** START **

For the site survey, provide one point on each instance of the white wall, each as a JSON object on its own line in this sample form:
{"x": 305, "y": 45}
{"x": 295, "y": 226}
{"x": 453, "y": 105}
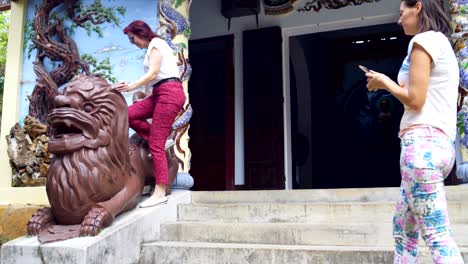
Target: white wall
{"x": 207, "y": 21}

** END **
** START **

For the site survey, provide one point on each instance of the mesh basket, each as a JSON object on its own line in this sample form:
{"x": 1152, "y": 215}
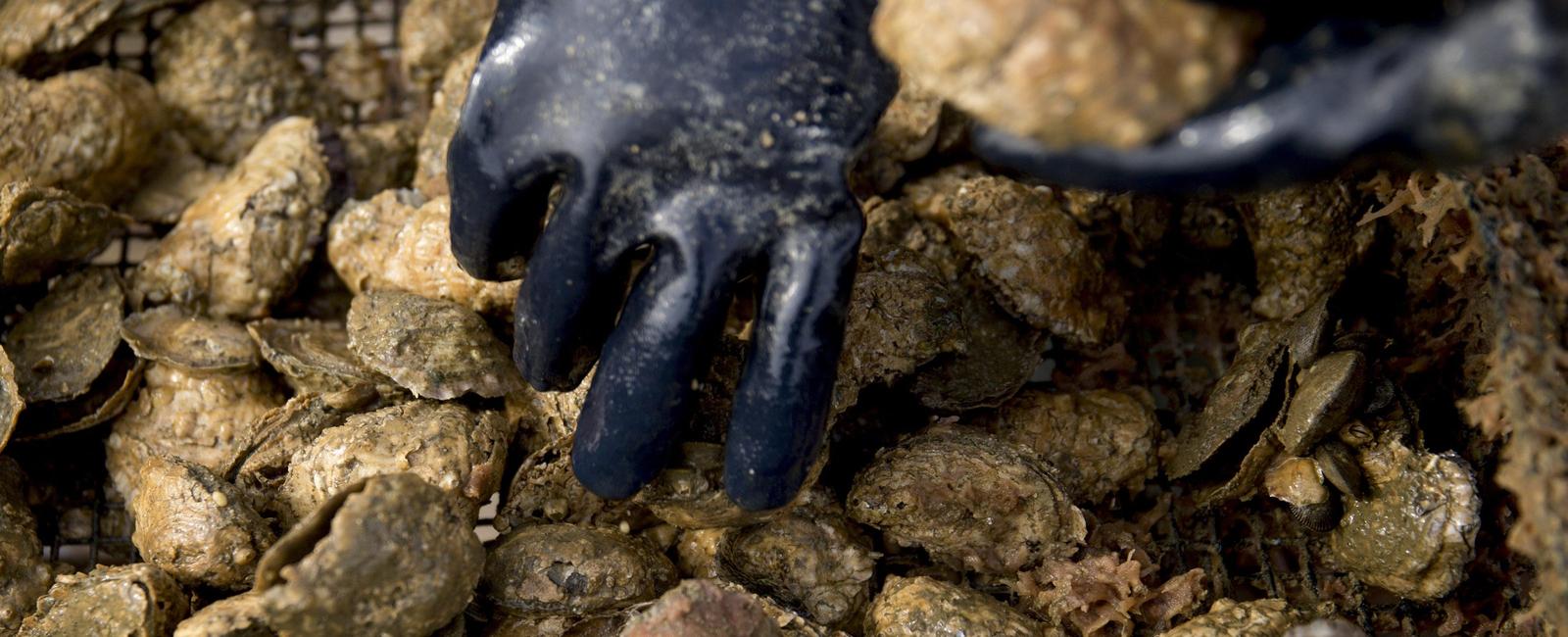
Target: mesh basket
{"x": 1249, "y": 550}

** END **
** START **

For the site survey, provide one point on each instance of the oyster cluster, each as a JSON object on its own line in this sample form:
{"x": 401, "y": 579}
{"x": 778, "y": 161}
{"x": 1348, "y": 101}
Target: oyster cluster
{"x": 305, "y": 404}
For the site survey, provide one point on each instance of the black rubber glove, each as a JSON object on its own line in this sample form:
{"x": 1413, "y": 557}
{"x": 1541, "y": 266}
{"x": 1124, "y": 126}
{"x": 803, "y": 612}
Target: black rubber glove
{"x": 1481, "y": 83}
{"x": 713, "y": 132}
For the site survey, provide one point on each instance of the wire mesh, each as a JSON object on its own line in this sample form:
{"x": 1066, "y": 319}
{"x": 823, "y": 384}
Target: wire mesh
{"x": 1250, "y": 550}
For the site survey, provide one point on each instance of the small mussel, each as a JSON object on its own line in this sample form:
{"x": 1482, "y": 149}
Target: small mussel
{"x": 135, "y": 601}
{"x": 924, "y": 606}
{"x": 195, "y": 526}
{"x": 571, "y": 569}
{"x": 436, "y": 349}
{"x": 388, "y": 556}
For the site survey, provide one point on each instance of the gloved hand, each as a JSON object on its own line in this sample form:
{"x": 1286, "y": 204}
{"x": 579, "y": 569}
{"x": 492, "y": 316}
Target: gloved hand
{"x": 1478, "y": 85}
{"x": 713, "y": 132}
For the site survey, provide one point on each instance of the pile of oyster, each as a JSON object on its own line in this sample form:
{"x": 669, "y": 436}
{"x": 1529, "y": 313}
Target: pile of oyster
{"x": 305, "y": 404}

** END **

What to work on: Pick out every line above that contains the word "pile".

Task answer:
For the site survey, provide one point on each instance of the pile of oyster, each as a JSON object on its own line in this sample form:
Target: pile of oyster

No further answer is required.